[Start of Records shown]

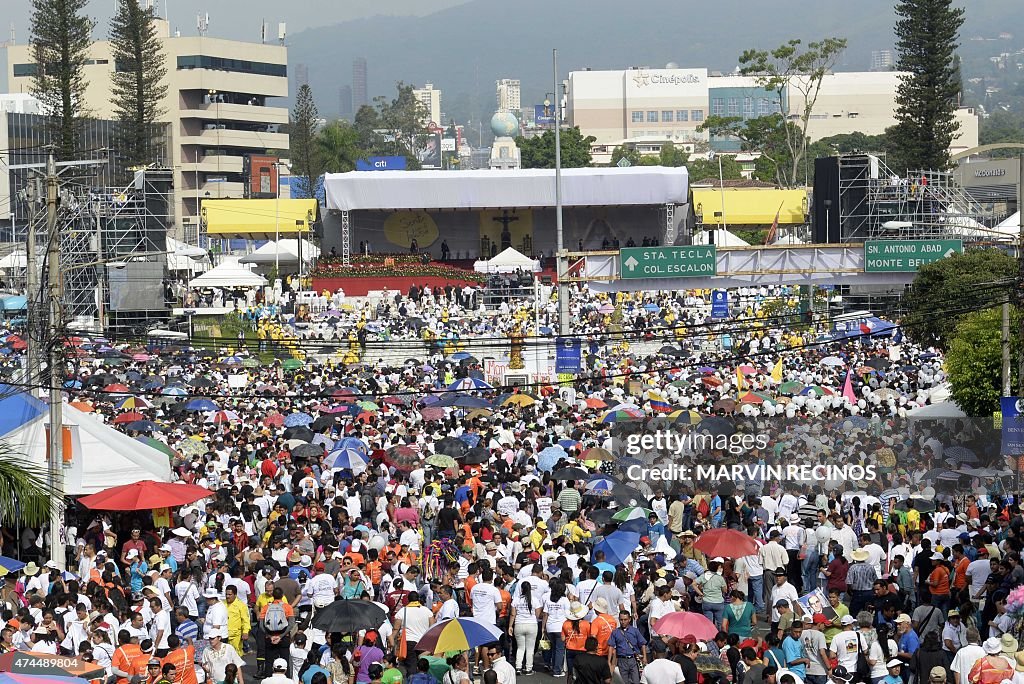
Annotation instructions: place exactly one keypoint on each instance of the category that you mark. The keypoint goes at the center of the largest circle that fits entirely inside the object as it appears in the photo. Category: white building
(430, 97)
(216, 102)
(508, 95)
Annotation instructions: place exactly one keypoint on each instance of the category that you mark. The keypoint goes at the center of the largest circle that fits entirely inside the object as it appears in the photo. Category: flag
(848, 388)
(657, 402)
(773, 230)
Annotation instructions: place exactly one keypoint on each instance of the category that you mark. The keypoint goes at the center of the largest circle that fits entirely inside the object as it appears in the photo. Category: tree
(927, 38)
(138, 82)
(974, 360)
(795, 76)
(305, 153)
(944, 291)
(25, 490)
(337, 147)
(60, 36)
(539, 153)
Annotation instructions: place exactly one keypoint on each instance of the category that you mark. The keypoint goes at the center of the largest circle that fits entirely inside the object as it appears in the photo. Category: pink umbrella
(685, 624)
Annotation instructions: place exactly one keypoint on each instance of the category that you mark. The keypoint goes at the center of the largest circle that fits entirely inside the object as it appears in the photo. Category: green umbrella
(441, 461)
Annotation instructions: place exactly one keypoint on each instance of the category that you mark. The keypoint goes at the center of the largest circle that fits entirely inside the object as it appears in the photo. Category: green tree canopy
(943, 292)
(927, 38)
(539, 153)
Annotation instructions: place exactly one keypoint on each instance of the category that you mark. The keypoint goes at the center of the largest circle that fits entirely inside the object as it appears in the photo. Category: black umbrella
(299, 432)
(569, 474)
(348, 616)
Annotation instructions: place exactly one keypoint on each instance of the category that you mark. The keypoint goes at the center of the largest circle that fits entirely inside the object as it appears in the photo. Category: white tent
(268, 253)
(722, 239)
(507, 262)
(100, 456)
(228, 274)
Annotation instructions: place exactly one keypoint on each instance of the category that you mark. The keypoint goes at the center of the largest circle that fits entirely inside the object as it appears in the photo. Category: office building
(430, 98)
(508, 95)
(216, 104)
(359, 83)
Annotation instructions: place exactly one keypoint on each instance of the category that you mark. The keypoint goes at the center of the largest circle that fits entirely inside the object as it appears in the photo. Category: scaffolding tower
(878, 204)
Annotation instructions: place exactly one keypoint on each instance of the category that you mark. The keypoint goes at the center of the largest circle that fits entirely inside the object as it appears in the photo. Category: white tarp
(228, 274)
(268, 254)
(101, 457)
(508, 261)
(391, 190)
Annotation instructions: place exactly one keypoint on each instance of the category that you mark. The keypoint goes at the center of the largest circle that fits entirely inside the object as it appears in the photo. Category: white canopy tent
(289, 253)
(229, 274)
(100, 456)
(508, 261)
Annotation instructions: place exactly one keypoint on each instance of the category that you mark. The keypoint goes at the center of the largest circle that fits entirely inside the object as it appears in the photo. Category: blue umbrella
(617, 546)
(198, 404)
(298, 420)
(346, 459)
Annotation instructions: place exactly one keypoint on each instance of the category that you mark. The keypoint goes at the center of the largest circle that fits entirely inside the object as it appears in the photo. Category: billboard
(262, 176)
(544, 115)
(428, 151)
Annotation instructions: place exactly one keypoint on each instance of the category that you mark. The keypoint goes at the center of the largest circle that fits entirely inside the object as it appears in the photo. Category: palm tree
(26, 493)
(339, 146)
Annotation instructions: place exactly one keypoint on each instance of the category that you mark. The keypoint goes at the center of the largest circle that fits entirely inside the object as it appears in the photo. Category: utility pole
(55, 362)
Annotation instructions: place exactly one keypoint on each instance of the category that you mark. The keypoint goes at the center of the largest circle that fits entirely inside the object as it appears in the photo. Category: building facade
(217, 104)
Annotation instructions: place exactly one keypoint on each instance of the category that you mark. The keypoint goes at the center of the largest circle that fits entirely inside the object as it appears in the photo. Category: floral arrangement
(1015, 602)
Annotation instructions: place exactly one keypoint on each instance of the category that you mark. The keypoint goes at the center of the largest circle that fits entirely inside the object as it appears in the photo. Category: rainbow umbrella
(460, 634)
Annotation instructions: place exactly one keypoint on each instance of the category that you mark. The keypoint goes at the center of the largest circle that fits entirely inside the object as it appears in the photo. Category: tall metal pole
(55, 364)
(562, 260)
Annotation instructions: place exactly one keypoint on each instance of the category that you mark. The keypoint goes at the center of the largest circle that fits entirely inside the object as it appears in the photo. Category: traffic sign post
(685, 261)
(906, 256)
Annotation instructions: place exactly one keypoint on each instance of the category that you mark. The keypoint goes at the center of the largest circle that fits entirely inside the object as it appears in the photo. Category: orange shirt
(576, 639)
(601, 628)
(183, 660)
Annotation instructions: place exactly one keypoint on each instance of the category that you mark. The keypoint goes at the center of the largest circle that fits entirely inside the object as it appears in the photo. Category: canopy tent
(722, 239)
(229, 274)
(99, 457)
(508, 261)
(389, 190)
(258, 219)
(289, 252)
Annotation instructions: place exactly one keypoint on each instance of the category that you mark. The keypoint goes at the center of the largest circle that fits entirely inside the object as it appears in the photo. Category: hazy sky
(240, 19)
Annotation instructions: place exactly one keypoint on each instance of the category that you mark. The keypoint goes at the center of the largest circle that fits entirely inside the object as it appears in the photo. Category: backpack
(275, 620)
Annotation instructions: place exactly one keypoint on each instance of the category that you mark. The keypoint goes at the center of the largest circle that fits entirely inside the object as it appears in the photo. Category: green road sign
(906, 256)
(686, 261)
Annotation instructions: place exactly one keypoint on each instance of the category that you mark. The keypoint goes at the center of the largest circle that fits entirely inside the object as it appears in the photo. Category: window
(225, 65)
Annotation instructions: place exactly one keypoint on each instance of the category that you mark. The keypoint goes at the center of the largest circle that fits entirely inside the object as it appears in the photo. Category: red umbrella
(686, 624)
(725, 543)
(144, 495)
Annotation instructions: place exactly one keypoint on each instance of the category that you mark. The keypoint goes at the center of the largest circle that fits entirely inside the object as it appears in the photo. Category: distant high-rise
(345, 101)
(508, 95)
(882, 60)
(359, 92)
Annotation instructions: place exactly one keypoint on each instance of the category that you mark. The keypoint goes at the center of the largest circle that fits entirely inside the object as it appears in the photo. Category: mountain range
(465, 48)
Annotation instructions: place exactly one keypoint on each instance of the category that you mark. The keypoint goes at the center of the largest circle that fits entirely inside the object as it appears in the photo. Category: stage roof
(390, 190)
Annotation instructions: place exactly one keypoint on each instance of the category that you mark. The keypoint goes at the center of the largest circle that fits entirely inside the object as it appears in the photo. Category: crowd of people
(420, 487)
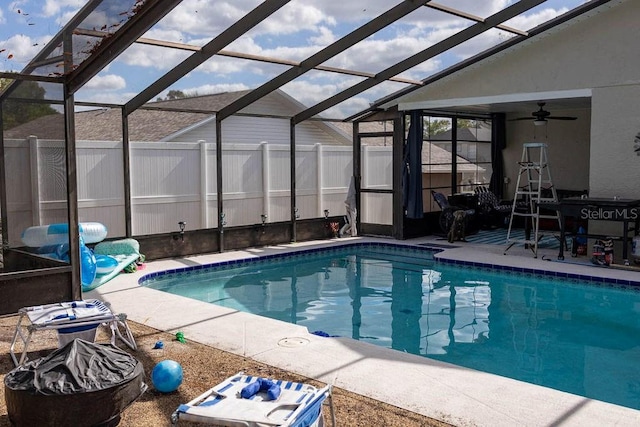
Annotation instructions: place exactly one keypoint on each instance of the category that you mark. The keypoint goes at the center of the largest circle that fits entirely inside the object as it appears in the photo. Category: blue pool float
(56, 234)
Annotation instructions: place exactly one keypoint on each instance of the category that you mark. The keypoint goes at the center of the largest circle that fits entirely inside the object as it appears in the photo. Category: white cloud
(108, 82)
(54, 7)
(22, 48)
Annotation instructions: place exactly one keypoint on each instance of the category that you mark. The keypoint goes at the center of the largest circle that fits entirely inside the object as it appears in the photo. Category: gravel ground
(203, 368)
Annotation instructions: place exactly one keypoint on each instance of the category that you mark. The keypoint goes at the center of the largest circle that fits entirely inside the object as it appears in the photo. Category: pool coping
(449, 393)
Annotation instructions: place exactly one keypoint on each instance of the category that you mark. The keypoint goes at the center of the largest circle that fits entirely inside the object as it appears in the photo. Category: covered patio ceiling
(334, 76)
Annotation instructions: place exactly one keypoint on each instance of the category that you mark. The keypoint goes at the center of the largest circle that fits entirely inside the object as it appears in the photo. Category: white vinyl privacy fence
(176, 181)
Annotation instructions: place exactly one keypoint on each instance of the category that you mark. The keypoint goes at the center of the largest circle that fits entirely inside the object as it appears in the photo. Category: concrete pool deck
(457, 395)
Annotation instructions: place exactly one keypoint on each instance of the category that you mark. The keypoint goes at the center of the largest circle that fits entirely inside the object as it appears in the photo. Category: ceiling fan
(541, 116)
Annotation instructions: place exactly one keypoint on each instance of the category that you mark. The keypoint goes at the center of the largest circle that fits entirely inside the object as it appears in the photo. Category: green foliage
(16, 112)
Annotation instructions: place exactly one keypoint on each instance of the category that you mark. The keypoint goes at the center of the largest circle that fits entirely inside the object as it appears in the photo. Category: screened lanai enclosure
(198, 127)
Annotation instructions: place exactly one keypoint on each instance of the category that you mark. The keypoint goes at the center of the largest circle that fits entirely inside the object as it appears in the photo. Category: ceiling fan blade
(561, 118)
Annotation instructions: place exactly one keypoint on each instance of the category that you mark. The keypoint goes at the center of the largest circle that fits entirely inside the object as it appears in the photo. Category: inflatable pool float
(105, 264)
(56, 234)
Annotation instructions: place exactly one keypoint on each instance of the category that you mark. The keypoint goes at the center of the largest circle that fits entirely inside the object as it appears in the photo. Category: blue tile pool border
(424, 249)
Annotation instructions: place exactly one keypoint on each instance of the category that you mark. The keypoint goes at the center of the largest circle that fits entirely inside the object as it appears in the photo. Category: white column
(204, 173)
(319, 174)
(35, 179)
(265, 180)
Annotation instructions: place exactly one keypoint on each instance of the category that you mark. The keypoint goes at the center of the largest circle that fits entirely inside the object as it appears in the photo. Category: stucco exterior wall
(598, 52)
(615, 168)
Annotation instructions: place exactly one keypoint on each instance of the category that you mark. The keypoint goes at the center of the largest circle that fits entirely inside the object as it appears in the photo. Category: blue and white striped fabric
(299, 405)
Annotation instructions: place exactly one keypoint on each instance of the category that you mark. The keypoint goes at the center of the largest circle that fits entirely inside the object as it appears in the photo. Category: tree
(17, 109)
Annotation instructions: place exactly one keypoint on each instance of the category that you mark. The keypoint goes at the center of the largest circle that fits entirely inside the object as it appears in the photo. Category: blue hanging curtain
(498, 143)
(412, 168)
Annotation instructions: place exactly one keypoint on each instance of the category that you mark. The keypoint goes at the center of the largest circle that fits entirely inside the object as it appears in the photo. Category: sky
(299, 29)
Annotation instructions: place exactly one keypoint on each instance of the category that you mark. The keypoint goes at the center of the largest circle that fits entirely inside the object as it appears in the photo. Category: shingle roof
(105, 124)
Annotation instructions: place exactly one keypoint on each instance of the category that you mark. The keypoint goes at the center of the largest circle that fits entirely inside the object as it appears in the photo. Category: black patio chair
(492, 212)
(446, 215)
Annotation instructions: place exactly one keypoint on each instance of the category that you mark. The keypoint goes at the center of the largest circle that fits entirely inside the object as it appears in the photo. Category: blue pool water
(564, 333)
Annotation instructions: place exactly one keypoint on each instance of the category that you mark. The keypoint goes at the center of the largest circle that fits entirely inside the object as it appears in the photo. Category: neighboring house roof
(105, 124)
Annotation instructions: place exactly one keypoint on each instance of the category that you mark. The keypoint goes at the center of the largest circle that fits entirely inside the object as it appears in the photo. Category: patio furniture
(445, 220)
(492, 212)
(74, 319)
(249, 401)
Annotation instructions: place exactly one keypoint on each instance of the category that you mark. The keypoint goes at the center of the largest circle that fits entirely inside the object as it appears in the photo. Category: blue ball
(167, 376)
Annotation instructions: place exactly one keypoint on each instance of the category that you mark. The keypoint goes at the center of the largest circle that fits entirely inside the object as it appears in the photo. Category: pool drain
(293, 342)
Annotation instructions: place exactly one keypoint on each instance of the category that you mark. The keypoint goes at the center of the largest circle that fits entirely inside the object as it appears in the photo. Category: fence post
(35, 179)
(265, 179)
(204, 206)
(319, 174)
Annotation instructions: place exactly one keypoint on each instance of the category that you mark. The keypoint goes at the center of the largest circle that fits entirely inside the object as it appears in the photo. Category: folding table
(74, 319)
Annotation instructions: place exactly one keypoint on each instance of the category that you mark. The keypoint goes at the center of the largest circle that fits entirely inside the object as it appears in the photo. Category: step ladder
(534, 177)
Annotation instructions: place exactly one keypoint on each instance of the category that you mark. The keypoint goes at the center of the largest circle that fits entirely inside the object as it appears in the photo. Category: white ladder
(534, 177)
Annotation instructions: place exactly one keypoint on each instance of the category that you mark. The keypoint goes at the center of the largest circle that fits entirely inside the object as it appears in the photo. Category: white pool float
(56, 234)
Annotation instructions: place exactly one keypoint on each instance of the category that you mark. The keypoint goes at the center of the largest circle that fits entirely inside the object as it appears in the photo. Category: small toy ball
(167, 376)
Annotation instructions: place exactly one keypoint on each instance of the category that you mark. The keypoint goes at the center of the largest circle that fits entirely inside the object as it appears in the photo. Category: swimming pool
(565, 333)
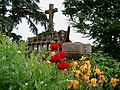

[End of Records shown]

#### The problem
Update the material from the line containing "Category: swimming pool" through the end, inclusive, by replacing "keypoint" with "marker" and leaving everything else unchanged. Omit the pictures from your answer.

#### Exercise result
Annotation instructions: place exactly one marker on each instance of the category that you mark. The marker goes at the center of the largest circle that fits entirely inside the object as it appears in the photo. Category: swimming pool
(565, 333)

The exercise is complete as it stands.